== Exercise aim ==
Which lines in the rows below contain the string "ridge"? Extract each one and copy it out in full.

— start Supplied material —

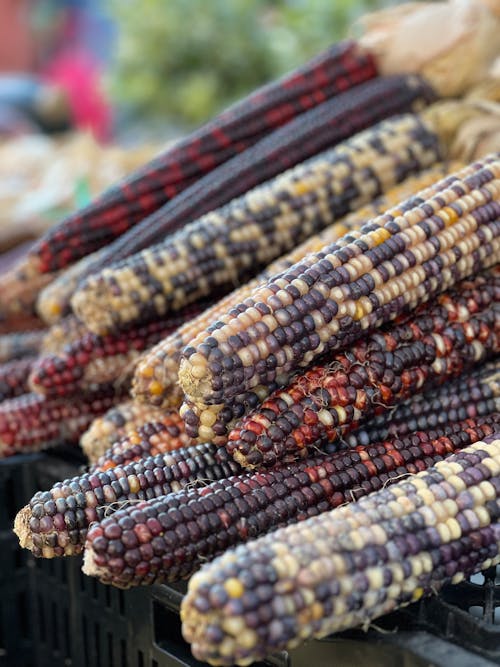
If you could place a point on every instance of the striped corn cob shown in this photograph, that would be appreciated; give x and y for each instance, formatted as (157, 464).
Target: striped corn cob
(168, 538)
(351, 565)
(14, 377)
(438, 341)
(226, 246)
(472, 395)
(53, 302)
(32, 422)
(93, 360)
(55, 522)
(155, 377)
(121, 419)
(337, 69)
(21, 344)
(152, 439)
(333, 297)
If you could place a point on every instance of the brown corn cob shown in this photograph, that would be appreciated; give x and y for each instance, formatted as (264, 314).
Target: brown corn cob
(333, 297)
(168, 538)
(21, 344)
(226, 246)
(32, 422)
(439, 341)
(152, 439)
(55, 522)
(155, 377)
(93, 360)
(472, 395)
(14, 377)
(351, 565)
(115, 424)
(337, 69)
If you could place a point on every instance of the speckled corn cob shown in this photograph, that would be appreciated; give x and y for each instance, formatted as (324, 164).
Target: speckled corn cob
(155, 377)
(227, 246)
(93, 360)
(472, 395)
(14, 377)
(115, 424)
(20, 344)
(55, 522)
(333, 297)
(168, 538)
(351, 565)
(149, 440)
(435, 343)
(32, 422)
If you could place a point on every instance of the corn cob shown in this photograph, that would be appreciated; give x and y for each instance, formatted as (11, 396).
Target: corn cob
(351, 565)
(437, 342)
(32, 422)
(53, 301)
(226, 246)
(115, 424)
(155, 377)
(55, 522)
(337, 69)
(331, 298)
(14, 377)
(21, 344)
(472, 395)
(168, 538)
(152, 439)
(93, 360)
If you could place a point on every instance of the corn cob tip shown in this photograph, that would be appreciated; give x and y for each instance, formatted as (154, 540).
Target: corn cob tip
(410, 38)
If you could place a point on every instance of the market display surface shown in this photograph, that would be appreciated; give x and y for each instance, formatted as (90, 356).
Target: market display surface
(278, 346)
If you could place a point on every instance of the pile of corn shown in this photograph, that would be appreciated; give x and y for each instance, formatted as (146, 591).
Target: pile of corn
(283, 333)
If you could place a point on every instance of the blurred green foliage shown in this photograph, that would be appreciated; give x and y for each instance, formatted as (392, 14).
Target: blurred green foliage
(183, 60)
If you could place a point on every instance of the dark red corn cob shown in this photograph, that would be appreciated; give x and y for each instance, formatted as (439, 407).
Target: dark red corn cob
(314, 131)
(152, 439)
(14, 377)
(337, 69)
(437, 342)
(32, 422)
(55, 522)
(93, 360)
(167, 539)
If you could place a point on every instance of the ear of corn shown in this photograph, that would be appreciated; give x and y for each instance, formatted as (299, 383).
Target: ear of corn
(226, 246)
(149, 440)
(327, 301)
(55, 522)
(32, 422)
(168, 538)
(347, 567)
(439, 341)
(337, 69)
(155, 377)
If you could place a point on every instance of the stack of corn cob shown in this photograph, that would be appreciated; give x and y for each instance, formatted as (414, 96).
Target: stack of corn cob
(360, 344)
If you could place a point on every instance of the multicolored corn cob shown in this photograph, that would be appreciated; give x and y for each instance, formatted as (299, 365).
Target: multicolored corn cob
(337, 69)
(155, 377)
(152, 439)
(331, 298)
(228, 245)
(55, 522)
(115, 424)
(351, 565)
(93, 360)
(14, 377)
(32, 422)
(169, 538)
(439, 341)
(21, 344)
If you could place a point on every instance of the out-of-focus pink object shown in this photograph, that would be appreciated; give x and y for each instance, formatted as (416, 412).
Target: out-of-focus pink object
(79, 76)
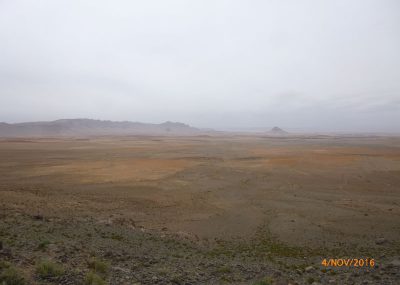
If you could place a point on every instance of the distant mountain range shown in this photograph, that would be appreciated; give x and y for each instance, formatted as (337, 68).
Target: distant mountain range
(276, 131)
(89, 127)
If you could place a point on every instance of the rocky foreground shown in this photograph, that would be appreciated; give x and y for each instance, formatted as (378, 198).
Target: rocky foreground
(44, 250)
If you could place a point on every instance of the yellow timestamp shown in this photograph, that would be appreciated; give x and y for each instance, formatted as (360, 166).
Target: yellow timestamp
(348, 262)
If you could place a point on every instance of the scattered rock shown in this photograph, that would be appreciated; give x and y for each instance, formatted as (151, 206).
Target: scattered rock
(380, 241)
(38, 217)
(309, 269)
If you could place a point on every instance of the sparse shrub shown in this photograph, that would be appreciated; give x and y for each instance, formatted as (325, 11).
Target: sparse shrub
(310, 280)
(94, 279)
(43, 244)
(47, 269)
(99, 266)
(12, 276)
(265, 281)
(224, 269)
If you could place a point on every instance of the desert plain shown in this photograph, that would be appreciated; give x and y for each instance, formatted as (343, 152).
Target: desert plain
(221, 209)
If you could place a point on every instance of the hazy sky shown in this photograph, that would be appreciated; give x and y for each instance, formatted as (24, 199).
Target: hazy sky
(304, 65)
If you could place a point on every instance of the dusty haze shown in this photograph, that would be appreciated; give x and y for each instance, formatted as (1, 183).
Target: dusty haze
(300, 65)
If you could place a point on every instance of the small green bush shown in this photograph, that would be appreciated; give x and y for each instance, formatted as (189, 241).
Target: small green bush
(12, 276)
(94, 279)
(47, 268)
(265, 281)
(43, 244)
(99, 266)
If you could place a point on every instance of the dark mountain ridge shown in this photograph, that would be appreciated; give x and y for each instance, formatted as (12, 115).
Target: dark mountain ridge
(90, 127)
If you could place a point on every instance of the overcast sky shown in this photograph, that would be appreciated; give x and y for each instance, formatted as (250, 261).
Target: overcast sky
(302, 65)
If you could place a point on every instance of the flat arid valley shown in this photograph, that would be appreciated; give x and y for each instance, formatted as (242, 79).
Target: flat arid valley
(200, 142)
(205, 209)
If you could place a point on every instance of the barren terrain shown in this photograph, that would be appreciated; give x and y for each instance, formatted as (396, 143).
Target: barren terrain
(203, 209)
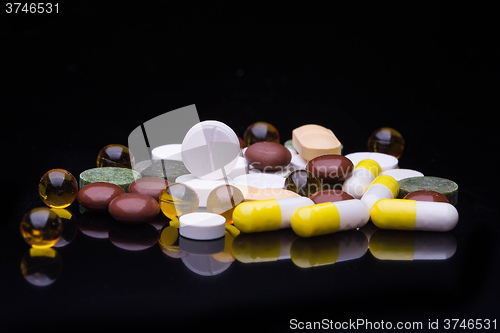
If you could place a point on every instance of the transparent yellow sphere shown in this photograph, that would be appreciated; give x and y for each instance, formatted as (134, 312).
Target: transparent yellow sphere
(388, 141)
(58, 188)
(222, 201)
(41, 227)
(178, 199)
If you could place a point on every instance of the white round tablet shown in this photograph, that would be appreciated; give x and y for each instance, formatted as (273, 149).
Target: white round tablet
(385, 161)
(260, 180)
(210, 150)
(202, 226)
(202, 187)
(399, 174)
(167, 152)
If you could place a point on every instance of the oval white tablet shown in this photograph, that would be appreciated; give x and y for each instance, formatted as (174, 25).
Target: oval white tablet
(385, 161)
(202, 226)
(210, 150)
(260, 180)
(399, 174)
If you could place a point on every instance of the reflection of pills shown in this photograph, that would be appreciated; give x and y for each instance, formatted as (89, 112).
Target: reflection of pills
(202, 225)
(210, 150)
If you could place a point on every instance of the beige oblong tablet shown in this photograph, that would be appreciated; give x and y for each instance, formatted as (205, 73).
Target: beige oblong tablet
(252, 193)
(312, 141)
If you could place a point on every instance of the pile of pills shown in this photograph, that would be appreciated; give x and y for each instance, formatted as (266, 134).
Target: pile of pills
(254, 184)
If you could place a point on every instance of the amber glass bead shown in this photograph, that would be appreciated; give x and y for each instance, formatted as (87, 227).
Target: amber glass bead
(178, 199)
(114, 155)
(388, 141)
(58, 188)
(260, 131)
(41, 227)
(302, 182)
(222, 201)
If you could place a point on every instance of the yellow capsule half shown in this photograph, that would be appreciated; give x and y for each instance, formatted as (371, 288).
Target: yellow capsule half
(402, 214)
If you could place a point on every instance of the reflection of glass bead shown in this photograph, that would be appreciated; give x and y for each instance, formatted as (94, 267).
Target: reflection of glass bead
(178, 199)
(302, 182)
(386, 140)
(114, 155)
(58, 188)
(41, 227)
(260, 131)
(69, 226)
(41, 267)
(222, 201)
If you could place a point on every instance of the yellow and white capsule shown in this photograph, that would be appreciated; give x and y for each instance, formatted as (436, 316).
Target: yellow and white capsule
(362, 176)
(383, 187)
(402, 214)
(267, 215)
(329, 217)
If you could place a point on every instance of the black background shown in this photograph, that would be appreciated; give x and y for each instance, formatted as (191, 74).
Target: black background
(76, 81)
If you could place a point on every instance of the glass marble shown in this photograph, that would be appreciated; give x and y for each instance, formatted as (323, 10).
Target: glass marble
(41, 227)
(58, 188)
(178, 199)
(41, 267)
(114, 155)
(302, 182)
(386, 140)
(260, 131)
(222, 201)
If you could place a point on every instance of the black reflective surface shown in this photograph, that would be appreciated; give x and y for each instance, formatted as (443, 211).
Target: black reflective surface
(86, 78)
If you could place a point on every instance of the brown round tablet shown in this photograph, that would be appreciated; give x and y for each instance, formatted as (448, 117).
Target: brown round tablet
(330, 167)
(134, 208)
(330, 196)
(268, 156)
(426, 195)
(151, 186)
(97, 196)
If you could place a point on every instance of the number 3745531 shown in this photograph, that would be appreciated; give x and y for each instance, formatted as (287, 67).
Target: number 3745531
(31, 8)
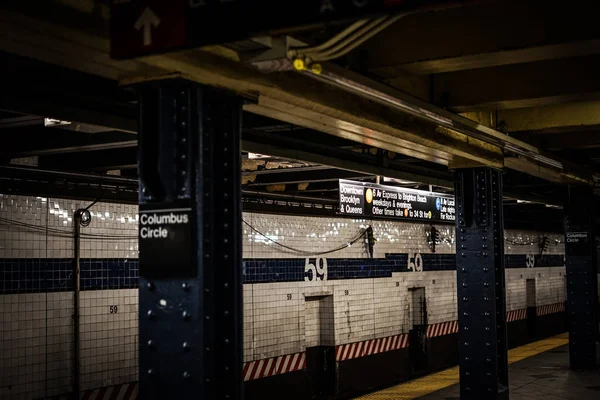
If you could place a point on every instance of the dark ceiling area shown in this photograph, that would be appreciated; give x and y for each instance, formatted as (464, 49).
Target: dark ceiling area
(534, 82)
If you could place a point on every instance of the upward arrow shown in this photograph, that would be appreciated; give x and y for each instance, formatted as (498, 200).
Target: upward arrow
(146, 21)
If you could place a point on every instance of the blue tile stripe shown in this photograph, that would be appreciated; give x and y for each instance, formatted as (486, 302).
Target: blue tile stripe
(29, 275)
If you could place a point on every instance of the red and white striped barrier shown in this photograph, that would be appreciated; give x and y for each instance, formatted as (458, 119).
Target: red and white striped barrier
(516, 315)
(550, 309)
(127, 391)
(274, 366)
(370, 347)
(441, 329)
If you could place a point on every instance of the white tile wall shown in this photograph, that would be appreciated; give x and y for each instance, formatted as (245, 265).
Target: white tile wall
(109, 337)
(550, 286)
(36, 330)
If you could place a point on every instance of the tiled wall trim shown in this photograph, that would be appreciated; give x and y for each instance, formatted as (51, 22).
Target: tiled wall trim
(34, 275)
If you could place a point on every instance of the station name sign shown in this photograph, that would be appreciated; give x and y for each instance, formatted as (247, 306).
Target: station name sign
(165, 240)
(372, 200)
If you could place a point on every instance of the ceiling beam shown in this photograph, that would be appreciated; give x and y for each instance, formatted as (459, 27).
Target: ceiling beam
(520, 85)
(101, 160)
(330, 175)
(571, 117)
(41, 141)
(491, 59)
(476, 36)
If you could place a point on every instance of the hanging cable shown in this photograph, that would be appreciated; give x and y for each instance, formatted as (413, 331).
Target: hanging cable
(341, 44)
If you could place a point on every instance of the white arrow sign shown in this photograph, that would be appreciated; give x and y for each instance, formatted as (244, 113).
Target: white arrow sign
(146, 21)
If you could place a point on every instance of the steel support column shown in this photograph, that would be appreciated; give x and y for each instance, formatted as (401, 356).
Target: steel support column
(190, 310)
(480, 285)
(582, 278)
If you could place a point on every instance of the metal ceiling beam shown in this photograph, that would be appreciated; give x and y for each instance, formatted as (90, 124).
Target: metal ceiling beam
(548, 82)
(491, 59)
(80, 48)
(285, 170)
(548, 119)
(476, 37)
(297, 149)
(41, 141)
(101, 160)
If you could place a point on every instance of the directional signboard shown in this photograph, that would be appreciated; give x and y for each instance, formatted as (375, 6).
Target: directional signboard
(371, 200)
(142, 27)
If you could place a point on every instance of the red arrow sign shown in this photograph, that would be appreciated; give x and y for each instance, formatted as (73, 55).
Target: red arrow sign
(144, 27)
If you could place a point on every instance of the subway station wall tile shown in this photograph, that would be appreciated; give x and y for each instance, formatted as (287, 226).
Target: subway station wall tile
(351, 297)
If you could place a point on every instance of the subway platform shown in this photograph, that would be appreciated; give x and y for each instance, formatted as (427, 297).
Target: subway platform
(538, 370)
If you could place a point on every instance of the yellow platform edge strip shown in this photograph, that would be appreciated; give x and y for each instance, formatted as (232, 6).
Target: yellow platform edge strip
(440, 380)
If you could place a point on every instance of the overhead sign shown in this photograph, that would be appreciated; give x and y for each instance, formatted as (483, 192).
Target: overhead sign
(372, 200)
(165, 241)
(55, 122)
(141, 27)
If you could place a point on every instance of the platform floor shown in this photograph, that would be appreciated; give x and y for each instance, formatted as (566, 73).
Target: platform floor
(537, 370)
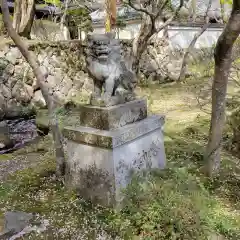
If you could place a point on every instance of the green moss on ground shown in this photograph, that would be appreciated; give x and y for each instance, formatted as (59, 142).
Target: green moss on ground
(176, 203)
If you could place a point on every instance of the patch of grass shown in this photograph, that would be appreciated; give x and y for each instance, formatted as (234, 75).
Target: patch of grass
(176, 203)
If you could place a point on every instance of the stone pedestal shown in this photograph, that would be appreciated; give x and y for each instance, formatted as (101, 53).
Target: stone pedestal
(112, 144)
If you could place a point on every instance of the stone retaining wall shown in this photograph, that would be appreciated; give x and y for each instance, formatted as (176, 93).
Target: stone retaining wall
(63, 63)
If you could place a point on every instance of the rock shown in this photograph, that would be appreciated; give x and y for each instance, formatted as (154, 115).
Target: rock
(44, 71)
(11, 81)
(5, 91)
(38, 100)
(12, 55)
(5, 140)
(10, 69)
(52, 81)
(66, 86)
(22, 92)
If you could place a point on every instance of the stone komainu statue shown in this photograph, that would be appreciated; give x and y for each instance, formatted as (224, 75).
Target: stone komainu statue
(114, 83)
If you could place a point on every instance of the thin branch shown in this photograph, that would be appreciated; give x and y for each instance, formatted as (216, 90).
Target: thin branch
(140, 9)
(170, 19)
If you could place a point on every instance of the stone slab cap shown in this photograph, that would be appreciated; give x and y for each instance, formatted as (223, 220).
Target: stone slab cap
(114, 117)
(113, 138)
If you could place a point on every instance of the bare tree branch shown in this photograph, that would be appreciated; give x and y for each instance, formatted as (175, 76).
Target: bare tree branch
(171, 18)
(41, 80)
(140, 9)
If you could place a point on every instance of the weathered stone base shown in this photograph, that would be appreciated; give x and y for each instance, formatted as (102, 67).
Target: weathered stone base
(99, 173)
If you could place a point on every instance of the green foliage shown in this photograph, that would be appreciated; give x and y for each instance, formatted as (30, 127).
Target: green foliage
(226, 2)
(54, 2)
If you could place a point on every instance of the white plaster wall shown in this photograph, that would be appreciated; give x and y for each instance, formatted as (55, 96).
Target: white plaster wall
(181, 37)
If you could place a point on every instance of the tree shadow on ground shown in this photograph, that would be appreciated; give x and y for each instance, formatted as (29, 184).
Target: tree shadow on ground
(186, 149)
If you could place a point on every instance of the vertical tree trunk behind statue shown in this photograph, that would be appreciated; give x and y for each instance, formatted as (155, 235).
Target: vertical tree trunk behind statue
(24, 11)
(48, 96)
(222, 56)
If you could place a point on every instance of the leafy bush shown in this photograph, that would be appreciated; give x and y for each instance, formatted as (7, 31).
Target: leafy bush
(170, 205)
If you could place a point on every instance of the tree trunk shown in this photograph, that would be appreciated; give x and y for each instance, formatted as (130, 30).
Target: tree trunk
(140, 43)
(24, 11)
(17, 15)
(32, 60)
(189, 50)
(222, 56)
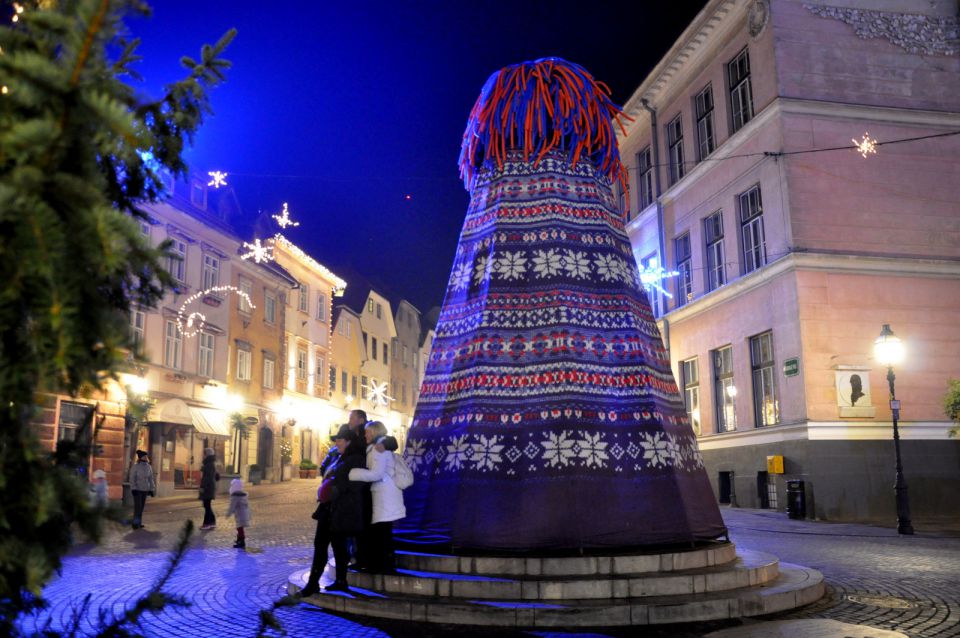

— end Supplied material —

== Problem solution ==
If you could place a point on every instance of the dark mountain ridge shown in this photograph, that would be appreciated; give x and y for each instance, formatted as (12, 115).
Target: dark mountain ridge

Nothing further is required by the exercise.